**What you will do**: Report every line below that contains the word "target", copying each such line in full. Case counts.

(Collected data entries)
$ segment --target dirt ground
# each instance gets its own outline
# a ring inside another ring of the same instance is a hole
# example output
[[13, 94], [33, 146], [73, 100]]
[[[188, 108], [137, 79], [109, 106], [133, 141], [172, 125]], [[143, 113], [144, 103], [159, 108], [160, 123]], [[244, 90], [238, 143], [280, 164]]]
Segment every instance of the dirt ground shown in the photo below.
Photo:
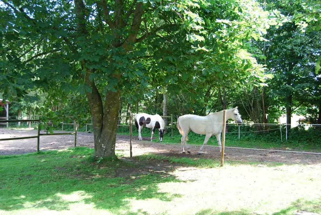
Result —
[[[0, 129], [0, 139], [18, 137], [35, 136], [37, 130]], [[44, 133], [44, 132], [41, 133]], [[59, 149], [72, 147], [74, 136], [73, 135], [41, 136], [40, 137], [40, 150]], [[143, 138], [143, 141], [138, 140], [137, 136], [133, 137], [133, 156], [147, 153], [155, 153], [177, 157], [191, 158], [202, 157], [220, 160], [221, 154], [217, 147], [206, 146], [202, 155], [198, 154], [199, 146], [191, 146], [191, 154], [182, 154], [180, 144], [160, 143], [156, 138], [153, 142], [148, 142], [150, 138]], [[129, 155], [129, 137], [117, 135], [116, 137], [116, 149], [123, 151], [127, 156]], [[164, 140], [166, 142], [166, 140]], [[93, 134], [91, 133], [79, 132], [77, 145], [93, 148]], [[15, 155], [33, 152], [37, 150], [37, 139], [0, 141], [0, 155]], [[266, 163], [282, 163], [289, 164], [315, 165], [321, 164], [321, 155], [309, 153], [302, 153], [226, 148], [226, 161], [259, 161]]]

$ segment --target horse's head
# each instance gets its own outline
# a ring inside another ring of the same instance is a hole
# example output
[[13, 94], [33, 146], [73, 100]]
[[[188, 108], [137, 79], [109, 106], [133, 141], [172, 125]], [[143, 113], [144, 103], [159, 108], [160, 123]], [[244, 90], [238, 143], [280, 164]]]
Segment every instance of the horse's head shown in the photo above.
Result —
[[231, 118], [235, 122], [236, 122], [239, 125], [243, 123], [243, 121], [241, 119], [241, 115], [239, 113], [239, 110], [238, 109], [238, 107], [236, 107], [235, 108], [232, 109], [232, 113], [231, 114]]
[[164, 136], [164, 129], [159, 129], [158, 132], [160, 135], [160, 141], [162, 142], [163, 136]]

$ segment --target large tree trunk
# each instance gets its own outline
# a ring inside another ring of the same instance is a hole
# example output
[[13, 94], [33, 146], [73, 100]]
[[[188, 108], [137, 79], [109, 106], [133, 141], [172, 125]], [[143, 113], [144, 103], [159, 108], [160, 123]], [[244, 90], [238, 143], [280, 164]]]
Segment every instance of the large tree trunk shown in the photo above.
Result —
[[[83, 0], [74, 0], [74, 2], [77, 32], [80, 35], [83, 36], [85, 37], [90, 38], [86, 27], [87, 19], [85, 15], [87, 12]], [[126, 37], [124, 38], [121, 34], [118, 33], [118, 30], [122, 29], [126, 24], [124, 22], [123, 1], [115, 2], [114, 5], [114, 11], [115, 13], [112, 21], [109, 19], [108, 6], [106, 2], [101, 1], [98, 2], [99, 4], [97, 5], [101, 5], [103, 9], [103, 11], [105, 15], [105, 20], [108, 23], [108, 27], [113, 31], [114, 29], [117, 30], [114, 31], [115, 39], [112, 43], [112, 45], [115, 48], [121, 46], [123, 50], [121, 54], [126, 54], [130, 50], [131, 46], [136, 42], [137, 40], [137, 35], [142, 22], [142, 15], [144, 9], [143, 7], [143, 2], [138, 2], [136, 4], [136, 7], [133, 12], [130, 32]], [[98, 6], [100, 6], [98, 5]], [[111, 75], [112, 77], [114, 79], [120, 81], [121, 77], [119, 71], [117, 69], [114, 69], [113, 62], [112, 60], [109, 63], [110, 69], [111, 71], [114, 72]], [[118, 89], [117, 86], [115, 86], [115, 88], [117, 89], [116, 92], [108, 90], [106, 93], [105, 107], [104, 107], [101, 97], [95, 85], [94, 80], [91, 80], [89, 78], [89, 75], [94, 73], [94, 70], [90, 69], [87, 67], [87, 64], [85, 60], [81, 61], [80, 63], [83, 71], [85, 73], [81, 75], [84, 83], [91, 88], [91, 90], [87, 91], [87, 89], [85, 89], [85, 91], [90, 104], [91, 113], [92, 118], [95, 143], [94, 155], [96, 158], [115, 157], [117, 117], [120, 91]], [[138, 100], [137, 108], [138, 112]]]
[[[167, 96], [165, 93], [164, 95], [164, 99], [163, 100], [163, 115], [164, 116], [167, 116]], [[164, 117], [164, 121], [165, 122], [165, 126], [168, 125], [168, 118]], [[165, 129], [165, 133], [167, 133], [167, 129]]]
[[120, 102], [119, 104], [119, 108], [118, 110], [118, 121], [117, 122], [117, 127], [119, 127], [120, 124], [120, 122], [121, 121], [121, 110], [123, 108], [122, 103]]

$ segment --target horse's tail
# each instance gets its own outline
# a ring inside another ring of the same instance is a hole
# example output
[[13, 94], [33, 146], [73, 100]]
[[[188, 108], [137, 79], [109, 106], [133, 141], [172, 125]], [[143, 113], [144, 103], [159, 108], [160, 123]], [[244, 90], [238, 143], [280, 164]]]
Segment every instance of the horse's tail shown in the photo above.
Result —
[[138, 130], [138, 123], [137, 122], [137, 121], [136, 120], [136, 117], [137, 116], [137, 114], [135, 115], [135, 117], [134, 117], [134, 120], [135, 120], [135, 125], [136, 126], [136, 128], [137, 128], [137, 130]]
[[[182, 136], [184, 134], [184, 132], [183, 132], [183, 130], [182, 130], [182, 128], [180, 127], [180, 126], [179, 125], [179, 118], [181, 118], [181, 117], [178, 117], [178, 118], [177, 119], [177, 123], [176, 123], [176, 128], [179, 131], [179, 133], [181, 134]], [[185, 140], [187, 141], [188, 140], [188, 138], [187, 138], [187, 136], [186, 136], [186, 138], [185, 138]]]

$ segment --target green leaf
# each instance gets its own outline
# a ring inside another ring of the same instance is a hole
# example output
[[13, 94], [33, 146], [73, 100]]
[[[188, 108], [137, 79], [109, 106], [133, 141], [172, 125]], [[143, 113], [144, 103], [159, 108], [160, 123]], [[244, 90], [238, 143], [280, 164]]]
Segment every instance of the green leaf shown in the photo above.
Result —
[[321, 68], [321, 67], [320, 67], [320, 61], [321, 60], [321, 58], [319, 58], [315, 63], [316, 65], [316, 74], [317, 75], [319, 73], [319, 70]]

**Response to the exercise**:
$ segment --target dirt ground
$ segment --target horse's head
$ segment --target large tree trunk
$ segment --target horse's tail
$ segment --target green leaf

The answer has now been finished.